— START Excerpted records —

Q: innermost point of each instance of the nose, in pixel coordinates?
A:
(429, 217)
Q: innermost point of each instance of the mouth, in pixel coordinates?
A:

— END Excerpted records —

■ Job: Can you write out all of the data again with every "pixel coordinates" swapped for "image coordinates" and nothing else changed?

■ Response below:
Q: innermost point of each instance of the nose, in image coordinates?
A:
(429, 217)
Q: innermost point of each instance of the mouth, in image coordinates?
A:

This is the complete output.